_Task description_
Substitute "dark trousers" for "black trousers" in the stretch of the data from the line containing "Expected: one point per instance of the orange line" through the end, and return only those lines with everything else left as it is.

_ _ _ _ _ _ _

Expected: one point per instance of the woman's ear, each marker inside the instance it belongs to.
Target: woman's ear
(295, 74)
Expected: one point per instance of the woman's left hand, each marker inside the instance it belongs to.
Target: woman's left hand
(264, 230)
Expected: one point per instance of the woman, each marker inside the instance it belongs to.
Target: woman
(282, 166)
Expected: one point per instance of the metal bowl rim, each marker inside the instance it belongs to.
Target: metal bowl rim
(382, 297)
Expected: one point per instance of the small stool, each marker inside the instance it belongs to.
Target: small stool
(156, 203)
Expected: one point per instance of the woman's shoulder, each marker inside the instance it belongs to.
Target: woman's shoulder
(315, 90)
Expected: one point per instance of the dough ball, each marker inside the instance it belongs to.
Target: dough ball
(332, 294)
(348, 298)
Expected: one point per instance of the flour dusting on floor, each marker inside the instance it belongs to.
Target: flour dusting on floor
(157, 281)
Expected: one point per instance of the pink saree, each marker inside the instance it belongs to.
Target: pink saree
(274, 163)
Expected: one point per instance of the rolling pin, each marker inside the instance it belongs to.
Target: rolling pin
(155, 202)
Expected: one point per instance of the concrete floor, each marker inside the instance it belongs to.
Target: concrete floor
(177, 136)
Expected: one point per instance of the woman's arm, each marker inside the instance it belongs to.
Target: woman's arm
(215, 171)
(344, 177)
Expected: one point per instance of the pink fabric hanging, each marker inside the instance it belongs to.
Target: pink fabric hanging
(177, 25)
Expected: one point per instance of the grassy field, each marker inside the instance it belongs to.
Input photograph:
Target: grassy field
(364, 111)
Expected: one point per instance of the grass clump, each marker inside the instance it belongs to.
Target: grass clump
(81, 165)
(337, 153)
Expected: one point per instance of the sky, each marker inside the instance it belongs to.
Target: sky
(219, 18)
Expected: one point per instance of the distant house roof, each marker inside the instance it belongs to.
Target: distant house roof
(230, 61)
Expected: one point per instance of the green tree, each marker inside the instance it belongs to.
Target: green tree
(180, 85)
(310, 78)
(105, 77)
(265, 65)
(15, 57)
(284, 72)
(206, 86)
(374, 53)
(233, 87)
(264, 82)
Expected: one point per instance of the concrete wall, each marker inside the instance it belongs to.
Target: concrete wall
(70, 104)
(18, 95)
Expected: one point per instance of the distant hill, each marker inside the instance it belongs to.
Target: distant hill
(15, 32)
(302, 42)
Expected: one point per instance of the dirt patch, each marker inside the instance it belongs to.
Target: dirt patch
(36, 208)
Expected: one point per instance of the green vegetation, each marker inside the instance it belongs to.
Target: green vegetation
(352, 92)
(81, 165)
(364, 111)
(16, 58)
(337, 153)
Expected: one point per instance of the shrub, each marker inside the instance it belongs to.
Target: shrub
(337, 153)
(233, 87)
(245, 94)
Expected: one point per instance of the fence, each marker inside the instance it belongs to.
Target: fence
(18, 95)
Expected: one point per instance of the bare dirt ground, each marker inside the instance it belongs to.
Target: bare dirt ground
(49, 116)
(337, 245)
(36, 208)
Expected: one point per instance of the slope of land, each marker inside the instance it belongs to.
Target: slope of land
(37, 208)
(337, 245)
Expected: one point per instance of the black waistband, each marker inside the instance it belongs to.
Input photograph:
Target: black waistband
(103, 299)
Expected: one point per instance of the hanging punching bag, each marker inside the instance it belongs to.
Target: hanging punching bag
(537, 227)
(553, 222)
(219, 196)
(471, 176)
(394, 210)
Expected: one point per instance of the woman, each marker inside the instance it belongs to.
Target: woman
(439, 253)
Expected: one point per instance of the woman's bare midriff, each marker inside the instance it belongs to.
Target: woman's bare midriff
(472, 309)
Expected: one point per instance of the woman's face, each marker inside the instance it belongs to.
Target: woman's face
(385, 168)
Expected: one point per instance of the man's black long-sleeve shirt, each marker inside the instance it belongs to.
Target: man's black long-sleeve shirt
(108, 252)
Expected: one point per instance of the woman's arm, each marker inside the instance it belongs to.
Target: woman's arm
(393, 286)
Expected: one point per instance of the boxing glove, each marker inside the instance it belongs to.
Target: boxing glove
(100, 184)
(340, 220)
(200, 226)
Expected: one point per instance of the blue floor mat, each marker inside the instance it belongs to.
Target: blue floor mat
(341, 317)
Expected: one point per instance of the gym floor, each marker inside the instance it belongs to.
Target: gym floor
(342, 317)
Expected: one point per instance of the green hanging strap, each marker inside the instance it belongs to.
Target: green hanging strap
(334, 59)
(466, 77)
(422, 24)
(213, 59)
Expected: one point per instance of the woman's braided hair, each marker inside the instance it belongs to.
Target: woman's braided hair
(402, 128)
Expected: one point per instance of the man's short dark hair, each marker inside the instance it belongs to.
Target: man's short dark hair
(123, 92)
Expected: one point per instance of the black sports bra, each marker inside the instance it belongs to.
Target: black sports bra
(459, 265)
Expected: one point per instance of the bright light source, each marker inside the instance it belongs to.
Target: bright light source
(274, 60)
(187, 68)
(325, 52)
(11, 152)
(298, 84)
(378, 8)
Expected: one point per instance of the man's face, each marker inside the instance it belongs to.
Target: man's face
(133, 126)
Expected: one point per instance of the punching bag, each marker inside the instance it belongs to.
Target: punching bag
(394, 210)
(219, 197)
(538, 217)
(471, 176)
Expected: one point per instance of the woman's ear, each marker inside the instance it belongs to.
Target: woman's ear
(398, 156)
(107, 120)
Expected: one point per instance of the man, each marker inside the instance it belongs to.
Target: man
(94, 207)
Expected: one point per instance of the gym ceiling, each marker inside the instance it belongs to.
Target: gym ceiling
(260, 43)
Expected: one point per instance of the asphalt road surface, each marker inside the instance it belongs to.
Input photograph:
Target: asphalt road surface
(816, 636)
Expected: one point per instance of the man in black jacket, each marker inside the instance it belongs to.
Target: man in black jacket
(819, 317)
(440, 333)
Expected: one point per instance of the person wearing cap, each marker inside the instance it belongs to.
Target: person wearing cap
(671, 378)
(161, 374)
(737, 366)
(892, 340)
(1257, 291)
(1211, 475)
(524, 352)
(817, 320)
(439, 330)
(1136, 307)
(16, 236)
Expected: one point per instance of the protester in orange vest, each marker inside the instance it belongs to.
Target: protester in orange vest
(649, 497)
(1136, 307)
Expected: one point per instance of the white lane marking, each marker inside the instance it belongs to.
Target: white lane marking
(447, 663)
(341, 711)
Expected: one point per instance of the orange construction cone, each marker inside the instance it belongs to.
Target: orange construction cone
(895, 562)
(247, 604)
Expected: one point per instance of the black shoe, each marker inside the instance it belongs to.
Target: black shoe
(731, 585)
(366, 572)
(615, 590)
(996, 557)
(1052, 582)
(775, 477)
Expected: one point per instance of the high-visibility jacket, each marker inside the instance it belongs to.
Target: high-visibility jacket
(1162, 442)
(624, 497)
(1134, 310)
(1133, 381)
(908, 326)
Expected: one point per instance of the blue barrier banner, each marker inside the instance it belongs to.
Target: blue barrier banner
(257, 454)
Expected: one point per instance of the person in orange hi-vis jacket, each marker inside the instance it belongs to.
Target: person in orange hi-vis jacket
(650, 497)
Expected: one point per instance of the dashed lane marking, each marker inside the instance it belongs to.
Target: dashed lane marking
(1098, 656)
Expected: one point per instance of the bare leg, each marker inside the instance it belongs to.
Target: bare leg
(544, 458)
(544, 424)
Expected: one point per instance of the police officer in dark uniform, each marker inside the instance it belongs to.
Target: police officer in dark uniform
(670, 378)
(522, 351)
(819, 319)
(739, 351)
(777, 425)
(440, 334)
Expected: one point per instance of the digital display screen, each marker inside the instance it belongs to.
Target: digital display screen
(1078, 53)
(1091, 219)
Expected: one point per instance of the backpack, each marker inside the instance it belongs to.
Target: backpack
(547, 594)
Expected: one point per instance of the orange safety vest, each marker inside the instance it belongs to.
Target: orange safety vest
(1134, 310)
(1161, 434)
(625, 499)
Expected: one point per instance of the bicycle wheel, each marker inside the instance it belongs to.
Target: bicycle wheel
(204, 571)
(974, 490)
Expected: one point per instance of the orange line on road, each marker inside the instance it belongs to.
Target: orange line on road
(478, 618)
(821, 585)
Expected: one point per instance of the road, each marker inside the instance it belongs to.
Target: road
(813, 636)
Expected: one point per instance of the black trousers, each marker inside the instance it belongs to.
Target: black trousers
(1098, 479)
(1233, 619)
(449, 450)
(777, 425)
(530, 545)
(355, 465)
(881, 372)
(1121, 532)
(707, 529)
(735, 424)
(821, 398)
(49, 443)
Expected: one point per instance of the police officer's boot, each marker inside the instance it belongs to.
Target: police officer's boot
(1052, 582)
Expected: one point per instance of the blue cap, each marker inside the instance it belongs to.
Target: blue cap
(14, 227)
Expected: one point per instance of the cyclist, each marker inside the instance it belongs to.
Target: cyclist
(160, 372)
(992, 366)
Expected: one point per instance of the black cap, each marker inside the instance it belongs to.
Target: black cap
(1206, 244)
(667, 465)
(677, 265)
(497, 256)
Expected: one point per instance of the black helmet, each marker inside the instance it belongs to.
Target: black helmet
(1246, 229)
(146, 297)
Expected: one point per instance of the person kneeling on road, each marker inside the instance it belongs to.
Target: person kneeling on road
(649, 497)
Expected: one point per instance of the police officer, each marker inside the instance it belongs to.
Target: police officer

_ _ _ _ _ _ _

_Answer in full_
Expected: one point per instance of the orange line on road, each marker inside the instance it belongs to.
Target: orange line on road
(478, 618)
(821, 585)
Expected: one point per instance of the road, each marker inside the instance it belongs to.
Target: road
(813, 636)
Expected: one point per instance of the dark trousers, each marker inside the instance it belongs to.
Target: dark trousers
(1098, 479)
(1233, 619)
(449, 450)
(777, 425)
(530, 545)
(355, 465)
(881, 372)
(1121, 532)
(707, 529)
(735, 424)
(821, 398)
(49, 443)
Expected: one point per instance of the police officer's boot, each marker inside the instance it belongs to.
Target: police officer's boot
(1052, 582)
Expected: one point per instance of the blue cap, each marker inside the instance it belongs to.
Target: blue cap
(14, 227)
Expected: one point per instance of the cyclist, each marker inside the instance it belongs to.
Target: cyclist
(160, 372)
(992, 366)
Expected: one point per instance of the black cap, each marker inside the instance it belongs to.
Target: black cap
(1206, 244)
(667, 465)
(677, 265)
(497, 256)
Expected: one point per instance of the black helmet, each marker inside the instance it belongs to.
Target: black helmet
(1246, 229)
(146, 297)
Expected: one point per instance of the person kneeling on road, each marker inside the instance it belongs to.
Target: person kneeling on road
(649, 497)
Expected: one point per instance of the police officer, each marker inside the instance it belongs to.
Target: police officer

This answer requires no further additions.